* Set exercise *
Write out each line of the material again, word for word.

·····

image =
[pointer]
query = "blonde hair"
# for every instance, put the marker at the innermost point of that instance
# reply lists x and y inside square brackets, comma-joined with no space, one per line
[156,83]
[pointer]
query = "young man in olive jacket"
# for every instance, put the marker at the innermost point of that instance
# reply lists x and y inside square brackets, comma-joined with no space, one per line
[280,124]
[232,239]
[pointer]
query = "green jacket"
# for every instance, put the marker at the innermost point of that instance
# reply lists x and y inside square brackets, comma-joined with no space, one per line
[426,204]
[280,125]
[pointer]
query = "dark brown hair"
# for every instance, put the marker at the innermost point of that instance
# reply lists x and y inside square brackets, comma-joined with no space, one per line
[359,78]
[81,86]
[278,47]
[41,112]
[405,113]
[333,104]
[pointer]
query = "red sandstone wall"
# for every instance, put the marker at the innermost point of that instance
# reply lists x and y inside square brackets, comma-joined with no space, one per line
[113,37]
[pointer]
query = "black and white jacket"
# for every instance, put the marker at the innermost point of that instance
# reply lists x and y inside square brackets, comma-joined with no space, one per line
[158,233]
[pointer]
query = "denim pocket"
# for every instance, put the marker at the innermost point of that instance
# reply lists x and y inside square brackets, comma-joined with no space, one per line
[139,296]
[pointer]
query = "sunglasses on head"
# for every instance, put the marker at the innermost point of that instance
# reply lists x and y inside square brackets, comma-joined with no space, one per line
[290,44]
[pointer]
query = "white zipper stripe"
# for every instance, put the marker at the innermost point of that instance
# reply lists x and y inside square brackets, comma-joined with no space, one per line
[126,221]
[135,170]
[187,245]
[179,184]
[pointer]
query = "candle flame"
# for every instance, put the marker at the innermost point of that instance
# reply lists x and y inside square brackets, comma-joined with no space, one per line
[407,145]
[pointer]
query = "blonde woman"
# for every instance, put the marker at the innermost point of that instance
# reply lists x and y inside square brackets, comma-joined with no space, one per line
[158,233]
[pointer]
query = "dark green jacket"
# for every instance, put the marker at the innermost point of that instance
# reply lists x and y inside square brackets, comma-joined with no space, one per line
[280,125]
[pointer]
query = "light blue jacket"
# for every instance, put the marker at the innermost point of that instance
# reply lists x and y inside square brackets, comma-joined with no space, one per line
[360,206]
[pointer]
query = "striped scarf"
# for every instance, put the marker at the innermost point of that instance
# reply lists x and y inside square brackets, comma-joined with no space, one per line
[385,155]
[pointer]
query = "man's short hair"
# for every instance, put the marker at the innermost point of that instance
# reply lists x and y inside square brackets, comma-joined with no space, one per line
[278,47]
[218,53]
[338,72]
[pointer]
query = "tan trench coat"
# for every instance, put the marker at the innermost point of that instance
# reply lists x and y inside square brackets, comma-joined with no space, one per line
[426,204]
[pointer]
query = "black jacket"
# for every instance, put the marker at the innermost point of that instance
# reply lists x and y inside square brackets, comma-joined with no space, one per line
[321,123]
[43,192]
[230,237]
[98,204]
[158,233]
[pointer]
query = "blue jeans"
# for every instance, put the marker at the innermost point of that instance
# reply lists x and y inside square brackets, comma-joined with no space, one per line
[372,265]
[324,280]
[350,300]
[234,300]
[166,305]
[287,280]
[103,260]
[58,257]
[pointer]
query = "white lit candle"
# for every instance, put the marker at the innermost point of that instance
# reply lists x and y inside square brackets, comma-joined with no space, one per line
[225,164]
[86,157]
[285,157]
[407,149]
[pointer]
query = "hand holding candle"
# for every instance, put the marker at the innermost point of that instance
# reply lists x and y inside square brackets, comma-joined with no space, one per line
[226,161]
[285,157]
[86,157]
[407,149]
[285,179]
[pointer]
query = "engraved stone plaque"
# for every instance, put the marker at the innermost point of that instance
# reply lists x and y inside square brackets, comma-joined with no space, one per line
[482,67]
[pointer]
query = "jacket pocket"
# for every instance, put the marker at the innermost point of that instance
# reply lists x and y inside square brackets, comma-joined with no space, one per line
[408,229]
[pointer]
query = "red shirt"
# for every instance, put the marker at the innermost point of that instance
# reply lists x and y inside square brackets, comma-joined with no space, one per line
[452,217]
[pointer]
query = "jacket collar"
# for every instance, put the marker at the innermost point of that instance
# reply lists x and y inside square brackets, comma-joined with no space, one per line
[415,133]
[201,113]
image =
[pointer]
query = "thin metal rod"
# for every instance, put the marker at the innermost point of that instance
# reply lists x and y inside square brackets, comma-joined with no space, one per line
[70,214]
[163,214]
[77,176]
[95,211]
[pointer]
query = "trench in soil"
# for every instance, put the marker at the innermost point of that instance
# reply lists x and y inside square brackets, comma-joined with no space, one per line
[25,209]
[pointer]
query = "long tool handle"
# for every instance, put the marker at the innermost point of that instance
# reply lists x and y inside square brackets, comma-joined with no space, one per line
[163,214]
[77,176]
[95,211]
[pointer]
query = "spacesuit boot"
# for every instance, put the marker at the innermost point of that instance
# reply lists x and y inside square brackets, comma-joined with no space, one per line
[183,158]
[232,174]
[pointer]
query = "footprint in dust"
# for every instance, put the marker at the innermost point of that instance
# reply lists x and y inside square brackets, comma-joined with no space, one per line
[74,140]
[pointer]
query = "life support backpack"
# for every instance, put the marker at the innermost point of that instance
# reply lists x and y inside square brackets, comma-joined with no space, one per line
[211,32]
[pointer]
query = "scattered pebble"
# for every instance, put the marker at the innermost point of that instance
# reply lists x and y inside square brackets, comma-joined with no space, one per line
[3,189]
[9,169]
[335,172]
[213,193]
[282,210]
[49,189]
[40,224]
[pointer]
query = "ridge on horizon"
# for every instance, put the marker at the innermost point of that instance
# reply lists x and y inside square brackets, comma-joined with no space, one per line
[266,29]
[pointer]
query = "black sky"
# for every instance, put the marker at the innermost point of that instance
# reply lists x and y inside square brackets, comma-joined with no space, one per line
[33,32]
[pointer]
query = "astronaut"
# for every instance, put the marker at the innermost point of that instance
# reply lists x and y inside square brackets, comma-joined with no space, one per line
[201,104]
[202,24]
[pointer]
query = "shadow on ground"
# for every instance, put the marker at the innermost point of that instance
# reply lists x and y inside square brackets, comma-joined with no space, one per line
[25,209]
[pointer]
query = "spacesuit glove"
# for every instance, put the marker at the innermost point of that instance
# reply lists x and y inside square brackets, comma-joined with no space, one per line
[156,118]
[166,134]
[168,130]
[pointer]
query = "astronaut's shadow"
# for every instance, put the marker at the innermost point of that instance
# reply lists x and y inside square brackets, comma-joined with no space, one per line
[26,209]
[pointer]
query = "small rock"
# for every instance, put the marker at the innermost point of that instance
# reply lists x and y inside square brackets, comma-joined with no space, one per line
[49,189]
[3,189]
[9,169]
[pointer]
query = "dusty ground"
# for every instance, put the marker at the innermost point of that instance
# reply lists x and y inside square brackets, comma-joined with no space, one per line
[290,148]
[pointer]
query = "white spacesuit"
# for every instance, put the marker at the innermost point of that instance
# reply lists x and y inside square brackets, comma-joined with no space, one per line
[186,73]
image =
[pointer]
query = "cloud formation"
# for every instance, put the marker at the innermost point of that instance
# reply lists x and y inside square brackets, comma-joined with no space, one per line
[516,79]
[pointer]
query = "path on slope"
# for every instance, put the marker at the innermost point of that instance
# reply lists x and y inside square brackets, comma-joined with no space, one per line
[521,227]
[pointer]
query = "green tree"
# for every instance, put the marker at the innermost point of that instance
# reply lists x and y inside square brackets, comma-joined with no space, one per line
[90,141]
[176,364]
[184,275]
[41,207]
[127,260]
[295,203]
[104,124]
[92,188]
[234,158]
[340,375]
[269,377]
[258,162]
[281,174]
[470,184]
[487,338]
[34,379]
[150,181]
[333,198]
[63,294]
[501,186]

·····

* Answer below *
image =
[pointer]
query = "blonde hair"
# for every instance, put the marker at the innermost point of that instance
# reply lists x and y inside square brackets, comma-joined with no space, one per line
[156,83]
[pointer]
query = "young man in olive jacket"
# for every instance, put the marker at the innermost point of that instance
# reply lists x and y inside square brackets, comma-joined with no space, one per line
[280,124]
[232,239]
[pointer]
query = "green jacket"
# for every instance, put the marker at the innermost point of that instance
# reply lists x and y inside square brackets, comma-joined with no space, one per line
[426,204]
[280,125]
[pointer]
query = "dark brown hair"
# for every instance, put the marker at the innermost point of that instance
# reply lists x and y inside square brackets, comma-joined with no space, one per line
[359,78]
[81,86]
[278,47]
[41,112]
[405,113]
[333,104]
[pointer]
query = "red sandstone wall"
# for every instance, put the marker at the innermost point of that instance
# reply lists x and y inside square brackets, comma-joined with no space, one per line
[113,37]
[pointer]
query = "black and white jacket"
# for every instance, put the marker at the innermost point of that instance
# reply lists x and y inside square brackets, comma-joined with no space, one per line
[158,233]
[pointer]
query = "denim pocket"
# for every instance, put the marker at the innermost point of that instance
# reply lists x and y inside square brackets, comma-joined with no space, one per line
[139,296]
[pointer]
query = "sunglasses on head"
# for every instance, put the marker at the innermost point of that instance
# reply lists x and y inside square brackets, comma-joined with no space, one per line
[290,44]
[pointer]
query = "white zipper stripe"
# for every instance, put the marker at the innermost point of that instance
# reply lists x and y inside square brackets, comma-joined with no space, one per line
[126,221]
[135,170]
[187,245]
[179,184]
[pointer]
query = "candle flame"
# for every instance, put the marker at the innermost point of that instance
# reply lists x and y inside square brackets, comma-joined with no space, one per line
[407,145]
[pointer]
query = "blonde woman"
# for every instance, put the marker at the innermost point of that instance
# reply lists x and y inside square brackets, comma-joined with no space, one per line
[158,233]
[pointer]
query = "dark green jacket"
# for every instance, put the marker at the innermost point of that instance
# reply lists x and y inside square brackets, comma-joined with no space, one per line
[280,125]
[pointer]
query = "light blue jacket"
# for every instance, put the marker at the innermost point of that instance
# reply lists x and y inside square brackets, comma-joined with no space, one per line
[360,206]
[pointer]
query = "striped scarf"
# for every instance, put the marker at the innermost point of that instance
# reply lists x and y inside square brackets, comma-joined with no space, one per line
[385,155]
[pointer]
query = "man's short hair"
# for every instance, put the marker at the innermost point of that instance
# reply lists x and y inside square brackets, comma-joined with no space, one per line
[278,47]
[218,53]
[338,72]
[pointer]
query = "tan trench coat"
# for every instance, put the marker at the innermost point of that instance
# reply lists x and y inside square brackets, comma-joined with no space, one per line
[426,204]
[pointer]
query = "black jacket"
# for every instance, put the marker at the innermost point of that instance
# reply lists x and y inside square brackets, comma-joined with no space, one per line
[321,123]
[43,192]
[230,237]
[98,204]
[158,233]
[pointer]
query = "blue jeans"
# for every instance, put the marker at the innermost point of that instance
# reply lists x and y inside square brackets, comma-joined with no space, one per line
[372,265]
[324,280]
[350,300]
[234,300]
[166,305]
[287,280]
[103,260]
[58,257]
[pointer]
query = "white lit candle"
# for every instance, put the marker at the innermost point of that instance
# reply lists x and y inside square brackets, comma-joined with no space, one per line
[225,164]
[86,157]
[285,157]
[407,149]
[pointer]
query = "hand holding candle"
# for every instance, put the marker at the innermost point of that instance
# reply lists x and y inside square brackets, comma-joined with no space, one per line
[226,161]
[285,157]
[86,157]
[407,149]
[285,179]
[pointer]
query = "engraved stone plaque"
# for every instance, put the marker at the innermost point of that instance
# reply lists x and y inside square brackets, comma-joined with no space, one per line
[482,67]
[pointer]
query = "jacket pocket"
# for every instance, put the marker at the innermost point of that instance
# reply lists x and y inside square brackets, comma-joined with no space, one per line
[408,229]
[pointer]
query = "red shirt"
# for every instance, put the marker at the innermost point of that instance
# reply lists x and y inside square brackets, comma-joined with no space, one per line
[452,217]
[pointer]
query = "jacket collar"
# for every instance, put the marker at the innermost point of that instance
# reply lists x and y inside square brackets, comma-joined with no space, one per line
[415,133]
[201,113]
image =
[pointer]
query = "thin metal rod"
# for every instance, put the marker at the innermost point of that instance
# reply lists x and y inside square brackets, comma-joined with no space, one per line
[70,214]
[163,214]
[77,176]
[95,211]
[pointer]
query = "trench in soil"
# for every instance, put the marker at the innermost point of that instance
# reply lists x and y inside square brackets, comma-joined with no space, one per line
[25,209]
[pointer]
query = "long tool handle"
# for every instance, put the marker at the innermost point of that instance
# reply lists x and y inside square brackets, comma-joined with no space, one per line
[163,214]
[77,176]
[95,211]
[pointer]
query = "spacesuit boot"
# for every instance, put the marker at the innermost point of that instance
# reply lists x and y inside square brackets, comma-joined with no space, one per line
[183,158]
[232,174]
[pointer]
query = "footprint in dust"
# for every instance, put the marker at the innermost point of that instance
# reply lists x and y inside square brackets, comma-joined with no space, one per line
[74,140]
[pointer]
query = "life support backpack"
# for every instance, put the marker at the innermost point of that instance
# reply lists x and y inside square brackets, comma-joined with no space, one per line
[211,32]
[pointer]
query = "scattered pebble"
# for every instance, put the marker at the innermost point of that instance
# reply lists x and y inside square brackets, comma-joined with no space, one per line
[3,189]
[9,169]
[335,172]
[213,193]
[282,210]
[49,189]
[40,224]
[pointer]
query = "ridge on horizon"
# for every instance, put the marker at the innermost point of that instance
# reply lists x and y inside square brackets, comma-joined with no space, one per line
[266,29]
[pointer]
query = "black sky"
# for every instance, put the marker at the innermost point of that instance
# reply lists x and y inside square brackets, comma-joined with no space, one per line
[33,32]
[pointer]
query = "astronaut"
# for every instance, put the marker at the innermost point of that instance
# reply lists x and y inside square brackets, comma-joined with no space, one per line
[201,104]
[202,24]
[pointer]
query = "shadow on ground"
# for every instance, put the marker at the innermost point of that instance
# reply lists x and y inside square brackets, comma-joined with no space, one per line
[25,209]
[pointer]
query = "spacesuit glove"
# for every instance, put the marker at the innermost point of that instance
# reply lists x and y inside square brackets, comma-joined with no space, one per line
[156,118]
[166,134]
[168,130]
[pointer]
query = "astronaut's shadow"
# for every instance, put the marker at the innermost point of that instance
# reply lists x and y inside square brackets, comma-joined with no space, one per line
[26,209]
[pointer]
query = "small rock"
# for every instance, put the marker at the innermost point of that instance
# reply lists x and y inside square brackets, comma-joined with no space, one per line
[49,189]
[3,189]
[9,169]
[pointer]
query = "dusty ground"
# for every instance, put the marker at the innermost point of that instance
# reply lists x and y inside square brackets, comma-joined with no space, one per line
[290,148]
[pointer]
query = "white spacesuit"
# for every instance, put the marker at the innermost point of that instance
# reply lists x and y inside square brackets, comma-joined with no space, one per line
[186,73]
image =
[pointer]
query = "cloud formation"
# for every instance, put the marker at the innermost point of that instance
# reply lists x and y inside square brackets, comma-joined with no space, one per line
[516,79]
[pointer]
query = "path on slope"
# for every instance, put the marker at the innermost point of that instance
# reply lists x and y inside square brackets, comma-joined with no space, one per line
[521,227]
[pointer]
query = "green tree"
# for every instance, put the marker at the innermost point of that instance
# reply lists x and y inside square brackets, comma-joined with no space, one per line
[90,141]
[176,364]
[184,275]
[41,207]
[127,260]
[295,203]
[104,124]
[92,188]
[234,158]
[340,375]
[269,377]
[258,162]
[281,174]
[470,184]
[487,338]
[34,379]
[150,181]
[333,198]
[63,294]
[501,186]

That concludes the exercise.